* [REQUIREMENT] Determine how many lines in the items below contain the word "shirt", and state only that number.

* [RECORD LIST]
****

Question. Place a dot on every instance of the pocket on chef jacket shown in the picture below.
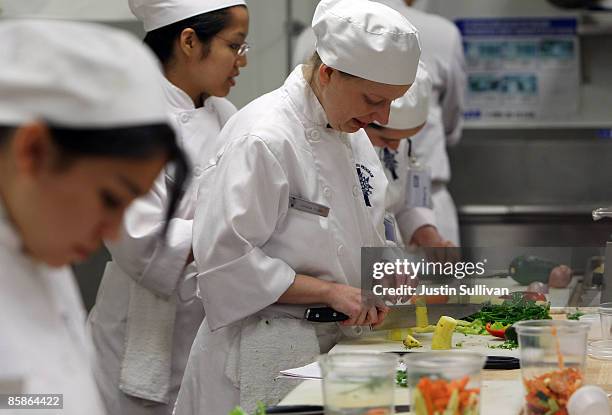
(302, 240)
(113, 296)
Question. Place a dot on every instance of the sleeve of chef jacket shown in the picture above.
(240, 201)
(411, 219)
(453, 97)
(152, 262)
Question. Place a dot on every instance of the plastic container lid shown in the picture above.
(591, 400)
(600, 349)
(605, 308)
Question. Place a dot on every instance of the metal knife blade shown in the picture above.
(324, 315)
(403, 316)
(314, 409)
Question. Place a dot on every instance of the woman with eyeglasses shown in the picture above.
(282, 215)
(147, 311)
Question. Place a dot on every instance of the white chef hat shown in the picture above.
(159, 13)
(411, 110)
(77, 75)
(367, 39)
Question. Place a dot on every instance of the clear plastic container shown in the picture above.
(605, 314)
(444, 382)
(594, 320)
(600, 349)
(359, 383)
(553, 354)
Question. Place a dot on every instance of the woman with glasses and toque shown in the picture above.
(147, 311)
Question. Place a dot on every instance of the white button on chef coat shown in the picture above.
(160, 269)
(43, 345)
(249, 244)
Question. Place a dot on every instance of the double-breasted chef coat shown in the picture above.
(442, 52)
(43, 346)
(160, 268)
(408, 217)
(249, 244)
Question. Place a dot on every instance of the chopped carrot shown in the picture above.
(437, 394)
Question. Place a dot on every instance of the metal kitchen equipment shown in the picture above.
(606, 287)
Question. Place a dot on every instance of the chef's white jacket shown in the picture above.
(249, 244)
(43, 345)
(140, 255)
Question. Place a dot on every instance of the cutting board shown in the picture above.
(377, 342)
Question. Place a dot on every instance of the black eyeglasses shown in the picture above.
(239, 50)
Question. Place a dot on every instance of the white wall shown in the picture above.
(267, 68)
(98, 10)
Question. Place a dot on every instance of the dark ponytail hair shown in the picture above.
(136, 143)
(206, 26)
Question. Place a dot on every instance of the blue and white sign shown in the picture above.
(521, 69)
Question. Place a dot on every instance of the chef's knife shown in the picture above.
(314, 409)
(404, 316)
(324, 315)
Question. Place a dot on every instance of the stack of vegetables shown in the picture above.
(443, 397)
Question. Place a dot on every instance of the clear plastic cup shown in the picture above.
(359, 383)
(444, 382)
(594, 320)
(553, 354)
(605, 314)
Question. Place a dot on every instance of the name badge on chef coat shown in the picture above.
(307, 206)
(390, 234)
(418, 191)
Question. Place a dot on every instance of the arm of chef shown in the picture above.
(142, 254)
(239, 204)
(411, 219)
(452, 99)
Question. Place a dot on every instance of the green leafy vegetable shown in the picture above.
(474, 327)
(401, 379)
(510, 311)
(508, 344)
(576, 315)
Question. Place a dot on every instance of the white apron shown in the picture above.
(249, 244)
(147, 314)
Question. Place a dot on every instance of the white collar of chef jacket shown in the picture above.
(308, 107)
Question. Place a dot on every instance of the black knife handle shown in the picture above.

****

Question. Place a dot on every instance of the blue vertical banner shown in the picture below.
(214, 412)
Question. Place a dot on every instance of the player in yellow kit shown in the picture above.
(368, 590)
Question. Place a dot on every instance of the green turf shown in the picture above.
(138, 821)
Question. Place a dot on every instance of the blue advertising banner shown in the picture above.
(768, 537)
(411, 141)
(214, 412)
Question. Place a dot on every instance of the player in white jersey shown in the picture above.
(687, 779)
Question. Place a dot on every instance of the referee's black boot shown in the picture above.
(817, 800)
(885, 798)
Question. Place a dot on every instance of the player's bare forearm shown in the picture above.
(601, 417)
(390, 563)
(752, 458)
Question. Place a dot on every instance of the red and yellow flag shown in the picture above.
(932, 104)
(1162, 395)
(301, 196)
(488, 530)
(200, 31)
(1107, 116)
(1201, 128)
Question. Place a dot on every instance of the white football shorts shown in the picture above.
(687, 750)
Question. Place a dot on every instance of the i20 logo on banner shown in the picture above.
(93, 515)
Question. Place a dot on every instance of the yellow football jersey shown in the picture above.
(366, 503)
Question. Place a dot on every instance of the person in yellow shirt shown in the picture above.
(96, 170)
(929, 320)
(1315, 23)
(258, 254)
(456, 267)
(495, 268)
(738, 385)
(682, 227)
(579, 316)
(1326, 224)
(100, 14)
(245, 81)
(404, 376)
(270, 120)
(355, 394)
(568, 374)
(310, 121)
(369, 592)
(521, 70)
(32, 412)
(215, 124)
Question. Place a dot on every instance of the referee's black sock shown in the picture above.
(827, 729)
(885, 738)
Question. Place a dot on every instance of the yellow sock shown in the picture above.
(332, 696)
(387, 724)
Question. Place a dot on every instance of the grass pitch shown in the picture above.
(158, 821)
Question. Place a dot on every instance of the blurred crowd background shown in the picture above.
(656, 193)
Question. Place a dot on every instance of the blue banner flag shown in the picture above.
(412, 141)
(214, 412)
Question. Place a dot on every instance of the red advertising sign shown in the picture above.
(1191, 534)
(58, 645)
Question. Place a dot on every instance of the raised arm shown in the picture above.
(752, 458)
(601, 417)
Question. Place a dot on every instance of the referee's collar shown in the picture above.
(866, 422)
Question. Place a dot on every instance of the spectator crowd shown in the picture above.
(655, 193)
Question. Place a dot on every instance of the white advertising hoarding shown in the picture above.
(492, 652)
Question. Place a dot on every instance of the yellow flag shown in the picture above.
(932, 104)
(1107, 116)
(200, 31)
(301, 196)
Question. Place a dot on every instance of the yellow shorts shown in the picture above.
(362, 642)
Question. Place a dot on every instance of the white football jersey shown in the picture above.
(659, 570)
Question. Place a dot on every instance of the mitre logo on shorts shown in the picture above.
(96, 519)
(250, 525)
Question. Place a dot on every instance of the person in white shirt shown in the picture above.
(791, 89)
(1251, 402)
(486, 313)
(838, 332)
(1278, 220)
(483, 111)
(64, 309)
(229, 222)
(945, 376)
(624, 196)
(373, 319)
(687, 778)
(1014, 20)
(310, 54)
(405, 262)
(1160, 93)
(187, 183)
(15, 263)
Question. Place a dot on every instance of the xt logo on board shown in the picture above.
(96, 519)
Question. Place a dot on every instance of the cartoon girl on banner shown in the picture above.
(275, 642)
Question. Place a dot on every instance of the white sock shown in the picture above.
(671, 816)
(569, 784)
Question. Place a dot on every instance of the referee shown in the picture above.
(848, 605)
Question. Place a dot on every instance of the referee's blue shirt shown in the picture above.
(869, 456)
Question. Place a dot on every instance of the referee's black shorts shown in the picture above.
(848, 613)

****

* [EXERCISE SOLUTION] 3